# Corset?



## Kimberleylotr (Aug 6, 2006)

ok so i wanna buy a properish one. i have one and it zipps up at the back. but i saw another one on the net and i dont know how its should fit. My hip are pretty wide compared to my tits and it kinda looks odd sumtimes. Does anyone got any adivse on corsets?


----------



## Teresamachado (Aug 6, 2006)

Can you show us the pic of this corset you want? I think they are great! I'm sure you will look fab.


----------



## Kimberleylotr (Aug 6, 2006)

one of these. I like the last 3 the most, and the 2nd to last is my favorite.


----------



## lynnda (Aug 6, 2006)

I love the third one too!!


----------



## Maja (Aug 6, 2006)

My advice would be to get the one that ties up at the back/front not the one with the zipper. Because you can't adjust the zipper one.


----------



## Kimberleylotr (Aug 6, 2006)

Originally Posted by *Maychi* My advice would be to get the one that ties up at the back/front not the one with the zipper. Because you can't adjust the zipper one. how is it surposed to feel on? like you cant move? lol


----------



## Teresamachado (Aug 6, 2006)

I like the first ones.... Not sure about purple but I like the style....


----------



## Maja (Aug 6, 2006)

Originally Posted by *Kimberleylotr* how is it surposed to feel on? like you cant move? lol I don't own one. But from talking to someone who makes them and wears them often (as a part of an evening gown); she said that, as corset is supposed to fit you perfectly, it is sometimes difficult to breathe and move, if you for example eat a lot. That is why she said she prefers the tie-up ones and advices them to her clients. It made sense to me...

I don't know about the lingerie ones, but I guess it is quite similar, since they all have boning in them.


----------



## Guenevere (Aug 6, 2006)

I wouldn't spend too much on any of those, they're not really constructed to hold up well and tend to be more for looking pretty and not lasting or fitting great. A lot of the time the boning wil bend into your waist and hurt, it also ends up giving you the opposite effect that you would expect from a corset which is to slim you down, instead, because the boning begins to bend inward, it looks more like you're "rolly" in the middle. I have a couple web sites that I could give you so you could see a really awesome corset. The difference between a "fashion" corset and a "traditional" corset is the construction. Usually a "traditional" corset has 3 or more layers of construction (fashionable fabric, coutil, grosgrain, lining...), usually a busk in the front (the heavy loops and notch type hooks, not hook and eyes), metal/spiral boning. A "fashion" corset is usually one layer of fabric, weak hooks or none at all and weak plastic boning. The price is drastically different also, a "fashion" corset usually costs around $40 to $60 (I would never even spend $60, or above for that matter), a "traditional" corset can cost between $200 and $600 or more depending on the corsetier. I've been making corsets for years now, I make mine for exotic dancers with zippers and the strongest plastic boning on the market. If you have any questions feel free to ask!!! If you're just looking for a fashion corset be sure not to spend to much!!!!! Here's some of mine (just to show off




)...

## Problem to solve
In the corset thread, what does a "fashion" corset usually cost? The records are separate material with no connection to the corset thread.

## Record extracts
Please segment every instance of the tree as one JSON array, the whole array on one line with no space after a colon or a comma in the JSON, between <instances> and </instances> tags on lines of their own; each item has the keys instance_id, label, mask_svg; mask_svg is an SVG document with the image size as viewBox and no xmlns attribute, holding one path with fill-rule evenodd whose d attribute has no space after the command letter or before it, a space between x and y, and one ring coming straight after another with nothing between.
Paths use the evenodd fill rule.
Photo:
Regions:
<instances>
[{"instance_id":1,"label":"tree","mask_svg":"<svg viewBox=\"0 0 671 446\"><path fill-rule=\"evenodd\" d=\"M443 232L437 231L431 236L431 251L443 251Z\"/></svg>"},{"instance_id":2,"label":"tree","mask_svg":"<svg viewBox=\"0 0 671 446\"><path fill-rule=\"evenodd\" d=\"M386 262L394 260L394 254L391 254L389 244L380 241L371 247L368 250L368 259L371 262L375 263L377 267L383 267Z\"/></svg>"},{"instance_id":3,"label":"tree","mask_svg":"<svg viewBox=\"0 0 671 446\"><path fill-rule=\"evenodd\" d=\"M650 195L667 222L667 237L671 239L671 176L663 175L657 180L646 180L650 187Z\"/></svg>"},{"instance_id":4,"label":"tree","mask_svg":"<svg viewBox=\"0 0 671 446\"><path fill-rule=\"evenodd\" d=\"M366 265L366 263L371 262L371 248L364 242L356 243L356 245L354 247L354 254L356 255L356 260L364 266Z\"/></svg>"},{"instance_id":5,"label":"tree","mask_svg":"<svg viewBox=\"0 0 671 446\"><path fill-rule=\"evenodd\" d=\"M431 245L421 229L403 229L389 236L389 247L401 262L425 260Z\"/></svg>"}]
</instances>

## Completed task
Around $40 to $60.